[Work to be completed]:
From the start of the items through the line holding "box: [437, 579, 478, 600]", inclusive, swap "rough mask" for "coarse mask" and give those lines again with nothing else changed.

━━ Data shown ━━

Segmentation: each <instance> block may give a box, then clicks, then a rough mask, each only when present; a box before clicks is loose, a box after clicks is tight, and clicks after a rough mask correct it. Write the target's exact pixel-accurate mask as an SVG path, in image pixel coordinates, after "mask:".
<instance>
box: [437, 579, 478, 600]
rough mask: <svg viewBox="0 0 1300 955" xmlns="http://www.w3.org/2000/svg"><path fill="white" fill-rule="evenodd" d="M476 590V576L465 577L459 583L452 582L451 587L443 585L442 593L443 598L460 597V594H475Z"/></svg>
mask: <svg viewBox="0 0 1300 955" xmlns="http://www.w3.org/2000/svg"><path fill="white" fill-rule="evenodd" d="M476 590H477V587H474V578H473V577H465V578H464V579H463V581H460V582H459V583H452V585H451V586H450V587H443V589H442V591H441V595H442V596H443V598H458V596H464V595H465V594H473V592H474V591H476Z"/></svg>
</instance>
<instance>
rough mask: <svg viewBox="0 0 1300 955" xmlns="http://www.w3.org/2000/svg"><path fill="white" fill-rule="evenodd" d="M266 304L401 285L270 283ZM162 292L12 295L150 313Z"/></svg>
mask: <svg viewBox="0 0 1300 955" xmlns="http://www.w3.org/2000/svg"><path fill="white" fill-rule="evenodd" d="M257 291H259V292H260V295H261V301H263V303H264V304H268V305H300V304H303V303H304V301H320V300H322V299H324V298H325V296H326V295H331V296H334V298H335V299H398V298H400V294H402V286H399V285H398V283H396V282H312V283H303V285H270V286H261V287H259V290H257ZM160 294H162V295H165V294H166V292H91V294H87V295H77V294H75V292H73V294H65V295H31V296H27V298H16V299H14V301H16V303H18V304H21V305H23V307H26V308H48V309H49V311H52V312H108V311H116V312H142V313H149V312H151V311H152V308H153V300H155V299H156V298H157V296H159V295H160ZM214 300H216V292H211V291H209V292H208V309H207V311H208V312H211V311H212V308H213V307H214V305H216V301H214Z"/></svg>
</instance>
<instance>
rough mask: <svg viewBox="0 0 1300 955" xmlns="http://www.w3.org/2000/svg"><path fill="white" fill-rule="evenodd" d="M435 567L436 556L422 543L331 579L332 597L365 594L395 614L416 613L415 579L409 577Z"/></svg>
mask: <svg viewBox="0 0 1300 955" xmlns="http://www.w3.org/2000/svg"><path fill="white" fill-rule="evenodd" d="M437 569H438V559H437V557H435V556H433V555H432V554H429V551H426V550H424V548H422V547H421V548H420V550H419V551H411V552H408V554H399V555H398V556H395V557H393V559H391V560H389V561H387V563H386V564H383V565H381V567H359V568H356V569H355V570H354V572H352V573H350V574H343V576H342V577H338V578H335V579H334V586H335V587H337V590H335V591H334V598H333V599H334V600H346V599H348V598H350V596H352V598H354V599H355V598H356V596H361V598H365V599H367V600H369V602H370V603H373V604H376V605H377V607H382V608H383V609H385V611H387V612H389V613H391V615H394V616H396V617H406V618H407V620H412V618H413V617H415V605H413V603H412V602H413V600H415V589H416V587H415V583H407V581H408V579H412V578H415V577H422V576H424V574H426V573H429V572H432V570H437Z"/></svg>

━━━

[Reply]:
Segmentation: each <instance> block may give a box, then clicks, then a coarse mask, each only when present; a box before clicks is loose, a box after clicks is tight, and clicks after a coarse mask correct it. Write the target's exact pixel-accurate mask as an SVG path, in image pixel coordinates, after "mask:".
<instance>
box: [437, 579, 478, 600]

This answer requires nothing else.